**EXERCISES**
(a) Write out the passage from the Long Song Of The Unyoung page word for word, beginning at the words "The bits I post" and stopping after "on its own.".
(b) Continue the Long Song Of The Unyoung page from the point where it ends.
====== PAGE EXCERPT ======
Long Song Of The Unyoung

Cartoon of worried people looking at an old person with walking sticks

What’s it all about?

This is the story of you, as you are now
or as you will be one day: unyoung.
It looks like the story of me
as I tackle the shock of me being old right now
and watch the spooky movie of me getting even older
sliding every day towards the ranks of the oldest old
as I windsurf over the silver wave and on to the golden tide
of the super-old and stay there barrelling on and on
until I flip and tumble off, in other words I die.
It looks like the story of me as I think
about what that means for now today this minute
and for the future. But no, I’m not the subject
and this is not a memoir. This is the story of you.

Update: the book has morphed into a podcast

Here’s the trailer of How To Be Old, not a book but a podcast.
I kept writing the poems. But they’ll turn up in a podcast, not a book. More fun for me and I hope for you.

What I said then: About the Long Song Of The Unyoung

I said at the time:

I’ve launched into a read-aloud book about ageing, ranging from childhood experiences to the labours of Hercules and my boot camp for the bonus years. I want it to speak directly to your fears and hopes and happies, if you are aware that you have joined the ranks of the unyoung, or will do so one day. And yes, it’s in loose verse so it looks funny but I promise it will be very easy to understand. Not your enigmatic, intellectual poetry but more like the words to a song: a long song, but a simple song, romping along at quite a pace.

The bits I post on my blog will not be in order, so you won’t get the story or the structure of the eventual book. But you’ll get the flavour, and each part will make sense on its own.

Text and terrible drawing by Rachel McAlpine CC BY 2.0. Share freely, please do, as long as you say I’m the writer.

35 thoughts on “Long Song Of The Unyoung

  1. This is a subject of great interest to me, and I’m looking forward to more. It was great to hear you read it–

    1. Thank you. That’s encouraging.
====== DATA EXTRACT ======
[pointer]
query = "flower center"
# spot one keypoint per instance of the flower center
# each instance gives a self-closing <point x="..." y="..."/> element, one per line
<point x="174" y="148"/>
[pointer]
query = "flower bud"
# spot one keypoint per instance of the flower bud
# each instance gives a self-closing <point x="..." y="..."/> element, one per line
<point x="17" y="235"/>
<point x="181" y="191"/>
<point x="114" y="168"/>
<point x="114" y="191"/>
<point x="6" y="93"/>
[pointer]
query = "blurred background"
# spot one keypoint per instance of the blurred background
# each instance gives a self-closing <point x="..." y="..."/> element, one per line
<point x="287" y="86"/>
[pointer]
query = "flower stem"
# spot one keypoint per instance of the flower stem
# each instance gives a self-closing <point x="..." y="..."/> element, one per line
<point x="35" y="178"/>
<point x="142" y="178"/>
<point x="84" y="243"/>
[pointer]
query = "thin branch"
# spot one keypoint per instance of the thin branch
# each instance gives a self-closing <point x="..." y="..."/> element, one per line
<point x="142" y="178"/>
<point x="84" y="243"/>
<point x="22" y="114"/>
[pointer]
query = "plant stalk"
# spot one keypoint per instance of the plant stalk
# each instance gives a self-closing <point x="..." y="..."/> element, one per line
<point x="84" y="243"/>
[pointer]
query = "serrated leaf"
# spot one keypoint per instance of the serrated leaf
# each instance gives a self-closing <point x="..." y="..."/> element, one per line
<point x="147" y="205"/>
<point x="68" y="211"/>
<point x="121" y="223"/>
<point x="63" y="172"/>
======
====== DATA EXTRACT ======
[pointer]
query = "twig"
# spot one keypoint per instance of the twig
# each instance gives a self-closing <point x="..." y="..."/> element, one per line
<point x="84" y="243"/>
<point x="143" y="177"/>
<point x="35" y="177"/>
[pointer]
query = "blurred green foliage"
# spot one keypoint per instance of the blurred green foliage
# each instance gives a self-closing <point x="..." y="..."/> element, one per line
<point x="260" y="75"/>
======
====== DATA EXTRACT ======
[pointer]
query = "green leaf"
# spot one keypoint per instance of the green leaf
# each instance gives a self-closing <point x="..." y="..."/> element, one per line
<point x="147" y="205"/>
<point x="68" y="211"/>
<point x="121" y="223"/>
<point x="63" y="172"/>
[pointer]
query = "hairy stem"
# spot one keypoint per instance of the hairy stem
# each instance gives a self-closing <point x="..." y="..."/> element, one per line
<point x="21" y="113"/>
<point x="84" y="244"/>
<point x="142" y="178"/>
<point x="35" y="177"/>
======
**ANSWER LIST**
(a)
The bits I post on my blog will not be in order, so you won’t get the story or the structure of the eventual book. But you’ll get the flavour, and each part will make sense on its own.

(b)
      1. I am in my mid-fifties, which is older than I ever imagined I’d be, or how it would feel. And today I will go see my friend who is 94

  2. More! More! This sounds fabulous. And there are certainly a lot of us Baby Boomers around who will relate.

    1. Yay Pamela, I am stoked that you are keen for more. I’m on to it but am I up to it?

      1. YES, you ARE!!!! <3

  3. Bernadette says:

    I have been a big fan of Judith Viorst’s poetry especially her collection due to aging. Can’t wait to read your verses.

    1. Oh yes, I must read her again. On second thought, better not… she’s a hard act to follow.

  4. rummuser says:

    While I shall continue to read your blog posts, I look forward to reading the book when you finally publish it. You can register me as your first customer!

    1. What a thrilling response! I couldn’t be more chuffed!

  5. Ally Bean says:

    What an interesting project you’ve started, one that I look forward to hearing. Aging can be a touchy topic, for people of all ages, in all ages, it’d seem.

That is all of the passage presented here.